[illumos-Developer] webrev: multibyte locale collation and license cleanups

Garrett D'Amore garrett at damore.org
Fri Sep 17 20:01:04 PDT 2010


This is a big review, but its *really* only 2700 lines when you factor
out the two files that are each over 20,000 lines.  (The UnicodeData.txt
file and the generated map file from it.)

The review is here:

	 http://mexico.purplecow.org/gdamore/webrev/collate/


There are three bugs:

a) fixing the collation support for multibyte locales (this is *all*
UTF-8 locales other than English, so its quite important.)  The original
FreeBSD code lacked the necessary code.  Apple had updated their copy
(which apparently they did not copyright!) up at opensource.apple.com,
so I borrowed from that.  However, the Apple code also had a number of
Darwin-isms, as well as support for POSIX 2008.  So I borrowed the logic
from Apple that I wanted, without actually wholesale lifting the code.

Stored entries:
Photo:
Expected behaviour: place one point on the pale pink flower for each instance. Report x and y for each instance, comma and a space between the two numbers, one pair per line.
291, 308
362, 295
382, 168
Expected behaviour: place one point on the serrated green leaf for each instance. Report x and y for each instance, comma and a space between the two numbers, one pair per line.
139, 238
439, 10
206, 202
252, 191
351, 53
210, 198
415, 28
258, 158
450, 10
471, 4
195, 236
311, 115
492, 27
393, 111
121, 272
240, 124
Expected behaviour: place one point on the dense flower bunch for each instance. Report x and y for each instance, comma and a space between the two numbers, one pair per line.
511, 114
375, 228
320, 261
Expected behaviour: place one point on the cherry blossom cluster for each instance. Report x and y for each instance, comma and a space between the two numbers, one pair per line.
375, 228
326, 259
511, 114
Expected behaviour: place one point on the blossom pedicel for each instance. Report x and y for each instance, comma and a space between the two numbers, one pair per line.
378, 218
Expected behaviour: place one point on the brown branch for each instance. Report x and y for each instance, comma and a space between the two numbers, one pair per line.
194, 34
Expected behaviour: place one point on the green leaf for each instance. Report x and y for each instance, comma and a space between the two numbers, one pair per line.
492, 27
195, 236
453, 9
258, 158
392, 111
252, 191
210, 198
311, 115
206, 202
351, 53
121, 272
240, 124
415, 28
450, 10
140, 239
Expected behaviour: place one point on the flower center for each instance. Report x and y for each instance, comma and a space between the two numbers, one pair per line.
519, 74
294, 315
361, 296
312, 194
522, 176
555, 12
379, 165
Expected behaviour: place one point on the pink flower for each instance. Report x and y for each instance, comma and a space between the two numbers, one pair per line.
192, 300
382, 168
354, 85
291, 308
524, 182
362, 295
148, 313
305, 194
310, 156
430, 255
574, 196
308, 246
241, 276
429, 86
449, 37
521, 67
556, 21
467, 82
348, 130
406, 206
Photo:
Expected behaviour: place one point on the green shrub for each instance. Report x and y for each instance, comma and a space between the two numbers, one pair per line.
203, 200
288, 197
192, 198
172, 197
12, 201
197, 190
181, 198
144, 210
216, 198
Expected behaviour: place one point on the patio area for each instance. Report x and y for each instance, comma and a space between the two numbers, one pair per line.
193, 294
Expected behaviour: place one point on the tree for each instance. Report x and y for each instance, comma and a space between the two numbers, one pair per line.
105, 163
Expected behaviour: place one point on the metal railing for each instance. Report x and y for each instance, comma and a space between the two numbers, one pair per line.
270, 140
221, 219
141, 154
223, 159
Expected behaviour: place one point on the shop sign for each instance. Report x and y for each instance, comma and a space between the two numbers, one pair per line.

▸ Exercise requirements
A. Reproduce the stretch of the collation review post from "a) fixing the" through "lifting the code.".
B. Say whether each statement agrees with the collation review post, answering yes or no and quoting the deciding words: (i) The original FreeBSD code lacked what was needed for multibyte collation. (ii) Without the two largest files, the review still runs over 20,000 lines. (iii) The Apple code was lifted into the change wholesale.

▸ Expected answers
A.
a) fixing the collation support for multibyte locales (this is *all*
UTF-8 locales other than English, so its quite important.)  The original
FreeBSD code lacked the necessary code.  Apple had updated their copy
(which apparently they did not copyright!) up at opensource.apple.com,
so I borrowed from that.  However, the Apple code also had a number of
Darwin-isms, as well as support for POSIX 2008.  So I borrowed the logic
from Apple that I wanted, without actually wholesale lifting the code.

B.
(i) Yes: "The original FreeBSD code lacked the necessary code."
(ii) No: "only 2700 lines when you factor out the two files that are each over 20,000 lines."
(iii) No: "without actually wholesale lifting the code."